**PROBLEM TO WORK ON:**
Return each of the entries below unchanged, copying every line in its original order.

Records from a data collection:

######

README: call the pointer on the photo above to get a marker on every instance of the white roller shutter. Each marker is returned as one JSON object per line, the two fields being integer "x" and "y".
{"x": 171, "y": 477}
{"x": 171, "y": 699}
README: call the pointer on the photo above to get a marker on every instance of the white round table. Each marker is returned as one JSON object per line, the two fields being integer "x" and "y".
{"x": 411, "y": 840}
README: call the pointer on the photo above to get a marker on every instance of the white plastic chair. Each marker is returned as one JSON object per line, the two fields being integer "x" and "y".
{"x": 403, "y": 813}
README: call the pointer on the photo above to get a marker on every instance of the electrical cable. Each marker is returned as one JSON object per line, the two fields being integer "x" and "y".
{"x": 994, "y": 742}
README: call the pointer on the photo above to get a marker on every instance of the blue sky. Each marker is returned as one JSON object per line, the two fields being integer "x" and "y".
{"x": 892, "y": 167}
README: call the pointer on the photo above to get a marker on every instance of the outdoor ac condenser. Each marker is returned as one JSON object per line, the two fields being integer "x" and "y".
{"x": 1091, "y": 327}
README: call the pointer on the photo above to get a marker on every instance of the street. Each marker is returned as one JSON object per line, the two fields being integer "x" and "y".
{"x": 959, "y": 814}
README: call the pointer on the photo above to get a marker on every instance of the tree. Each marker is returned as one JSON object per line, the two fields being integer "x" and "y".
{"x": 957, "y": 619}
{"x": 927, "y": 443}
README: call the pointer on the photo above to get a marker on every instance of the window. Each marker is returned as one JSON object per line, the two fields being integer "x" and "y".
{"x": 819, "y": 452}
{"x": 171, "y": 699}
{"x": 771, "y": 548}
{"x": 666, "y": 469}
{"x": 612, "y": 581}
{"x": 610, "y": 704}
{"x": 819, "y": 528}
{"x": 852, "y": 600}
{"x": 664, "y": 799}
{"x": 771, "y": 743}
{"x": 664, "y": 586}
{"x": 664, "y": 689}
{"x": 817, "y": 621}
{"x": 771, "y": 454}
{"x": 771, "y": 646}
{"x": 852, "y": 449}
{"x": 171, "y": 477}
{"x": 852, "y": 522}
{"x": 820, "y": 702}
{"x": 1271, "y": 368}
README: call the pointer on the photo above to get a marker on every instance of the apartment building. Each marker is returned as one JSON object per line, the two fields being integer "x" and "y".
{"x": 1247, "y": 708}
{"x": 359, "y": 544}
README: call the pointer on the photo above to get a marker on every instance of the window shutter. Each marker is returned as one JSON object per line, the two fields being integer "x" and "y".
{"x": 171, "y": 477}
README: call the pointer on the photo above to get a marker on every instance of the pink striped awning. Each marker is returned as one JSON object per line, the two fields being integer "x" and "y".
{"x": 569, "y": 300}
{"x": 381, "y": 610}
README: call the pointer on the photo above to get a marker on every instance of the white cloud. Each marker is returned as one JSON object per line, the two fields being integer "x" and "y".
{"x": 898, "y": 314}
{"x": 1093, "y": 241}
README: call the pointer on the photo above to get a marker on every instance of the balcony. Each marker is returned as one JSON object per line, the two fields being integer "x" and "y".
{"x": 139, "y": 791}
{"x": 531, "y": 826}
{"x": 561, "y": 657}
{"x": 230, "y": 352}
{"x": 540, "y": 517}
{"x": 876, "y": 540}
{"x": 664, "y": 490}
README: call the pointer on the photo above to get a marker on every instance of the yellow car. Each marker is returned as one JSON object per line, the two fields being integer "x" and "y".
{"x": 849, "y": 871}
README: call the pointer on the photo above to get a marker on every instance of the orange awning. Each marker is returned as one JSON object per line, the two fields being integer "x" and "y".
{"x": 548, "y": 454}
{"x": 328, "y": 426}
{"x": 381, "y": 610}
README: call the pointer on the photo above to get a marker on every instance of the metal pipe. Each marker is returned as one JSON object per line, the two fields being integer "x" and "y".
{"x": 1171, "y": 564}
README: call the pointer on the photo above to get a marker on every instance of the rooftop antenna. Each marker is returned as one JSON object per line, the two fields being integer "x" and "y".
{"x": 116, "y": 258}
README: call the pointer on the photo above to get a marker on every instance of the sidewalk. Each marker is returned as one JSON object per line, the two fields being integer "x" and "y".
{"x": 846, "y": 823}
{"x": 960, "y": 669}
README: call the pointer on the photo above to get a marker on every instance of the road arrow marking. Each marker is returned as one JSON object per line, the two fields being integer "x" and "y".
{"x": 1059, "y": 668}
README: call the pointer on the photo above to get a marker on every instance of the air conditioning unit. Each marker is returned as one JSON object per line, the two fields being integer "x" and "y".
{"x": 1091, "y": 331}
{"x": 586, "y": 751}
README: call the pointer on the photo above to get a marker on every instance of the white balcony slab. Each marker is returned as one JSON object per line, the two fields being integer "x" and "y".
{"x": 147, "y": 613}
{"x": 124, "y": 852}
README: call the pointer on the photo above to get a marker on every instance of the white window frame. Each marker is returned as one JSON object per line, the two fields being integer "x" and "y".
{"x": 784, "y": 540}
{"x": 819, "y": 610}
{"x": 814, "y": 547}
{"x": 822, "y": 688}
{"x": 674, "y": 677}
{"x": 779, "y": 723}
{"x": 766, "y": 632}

######

**TASK SOLUTION:**
README: call the pointer on the photo above to get a marker on every instance of the white roller shutter. Each marker is returned as one JSON object per line, the two fields being integer "x" and "y".
{"x": 171, "y": 477}
{"x": 171, "y": 699}
README: call the pointer on the photo above to get a marker on every instance of the white round table. Each marker is returned as one JSON object per line, the two fields being integer "x" and "y".
{"x": 411, "y": 840}
README: call the pointer on the photo above to get a marker on every instance of the white plastic chair. Each marker is returned as one JSON object per line, the two fields being integer "x" and "y".
{"x": 403, "y": 813}
README: call the pointer on the photo above to get a marker on every instance of the electrical cable. Each marker is returned as one JSON object per line, the two fields being integer "x" and "y".
{"x": 994, "y": 742}
README: call the pointer on the photo above to get a marker on every instance of the blue sky. Each marker is returned as one JSON object per line, the two fields being integer "x" and "y".
{"x": 892, "y": 167}
README: call the pointer on the photo above to get a marker on every instance of the outdoor ac condenser. Each marker is returned as one JSON object per line, the two fields being integer "x" and "y".
{"x": 1091, "y": 327}
README: call the pointer on the photo above to get a marker on every instance of the street. Each marker is returned as one JSON object per line, the two fields being integer "x" and "y".
{"x": 959, "y": 814}
README: call the pointer on the photo above to get a marker on every instance of the tree. Each marker is returned as one JSON object per line, the two fields being integer "x" and "y".
{"x": 957, "y": 619}
{"x": 927, "y": 443}
README: call the pointer on the photo above to get a marker on every instance of the window. Each marker is returned as one JSON object per line, the two fields being integer "x" and "y".
{"x": 819, "y": 452}
{"x": 171, "y": 699}
{"x": 771, "y": 548}
{"x": 666, "y": 469}
{"x": 612, "y": 581}
{"x": 610, "y": 704}
{"x": 819, "y": 528}
{"x": 852, "y": 600}
{"x": 664, "y": 799}
{"x": 771, "y": 743}
{"x": 664, "y": 586}
{"x": 664, "y": 689}
{"x": 817, "y": 621}
{"x": 771, "y": 454}
{"x": 771, "y": 646}
{"x": 852, "y": 449}
{"x": 171, "y": 477}
{"x": 852, "y": 522}
{"x": 820, "y": 702}
{"x": 1271, "y": 368}
README: call the pointer on the photo above to get a marker on every instance of the apartment building. Each marker is returned as one JSON object per line, the two fields being integer "x" and "y".
{"x": 1247, "y": 708}
{"x": 359, "y": 544}
README: call the pointer on the photo above to get a marker on every instance of the window shutter. Each marker is returned as one JSON object per line, the two fields being integer "x" and "y".
{"x": 171, "y": 477}
README: call the pointer on the photo above to get a marker on every instance of the pink striped awning. Each marker is returned as one JSON object per line, the two fields being integer "x" and "y".
{"x": 569, "y": 300}
{"x": 381, "y": 610}
README: call the pointer on the photo above to get a marker on every instance of the white cloud. Each marker is returned as one JSON object per line, the two fields being integer "x" and "y".
{"x": 898, "y": 314}
{"x": 1093, "y": 241}
README: call the pointer on the photo above to get a marker on every instance of the balcony. Each marker is returned as one JSON object per line, the two fields being integer "x" and "y".
{"x": 139, "y": 791}
{"x": 531, "y": 826}
{"x": 561, "y": 657}
{"x": 230, "y": 352}
{"x": 540, "y": 517}
{"x": 876, "y": 540}
{"x": 664, "y": 490}
README: call the pointer on the photo above to get a marker on every instance of the yellow car. Each marker is returned as one JSON object per line, the two fields being integer "x" and "y".
{"x": 849, "y": 871}
README: call the pointer on the photo above to get a marker on every instance of the orange awning. Each marker is returned as one JSON object per line, the two fields being integer "x" and "y".
{"x": 548, "y": 454}
{"x": 328, "y": 426}
{"x": 381, "y": 610}
README: call the pointer on the photo above to get a marker on every instance of the metal pipe. Each marker is returned as one JSON object per line, the two fields being integer "x" and "y".
{"x": 1171, "y": 564}
README: call the pointer on the photo above to get a marker on every instance of the rooftop antenna. Each marker is returned as one JSON object per line, the two fields being integer "x" and "y".
{"x": 116, "y": 258}
README: call the pointer on the photo above to get a marker on every instance of the sidewalk. Each marker is returned as one JSON object per line, the two fields being integer "x" and "y".
{"x": 846, "y": 823}
{"x": 960, "y": 669}
README: call the pointer on the photo above to get a marker on every instance of the road arrow marking. Each marker is returned as one JSON object per line, the two fields being integer "x" and "y".
{"x": 1059, "y": 668}
README: call the pointer on the photo above to get a marker on every instance of the air conditioning unit. Each marker is returned as one JSON object per line, the two fields being integer "x" and "y".
{"x": 1091, "y": 331}
{"x": 586, "y": 751}
README: call the pointer on the photo above to get a marker on every instance of the white balcony slab. Each marker is returned as one JSON object per line, the two fields being integer "x" and "y".
{"x": 147, "y": 613}
{"x": 124, "y": 852}
README: call the pointer on the photo above to get a marker on every instance of the white window frame. Each marker is returned as one JSON object per line, the two fields being integer "x" and "y".
{"x": 784, "y": 540}
{"x": 819, "y": 610}
{"x": 814, "y": 547}
{"x": 822, "y": 688}
{"x": 674, "y": 677}
{"x": 779, "y": 723}
{"x": 766, "y": 632}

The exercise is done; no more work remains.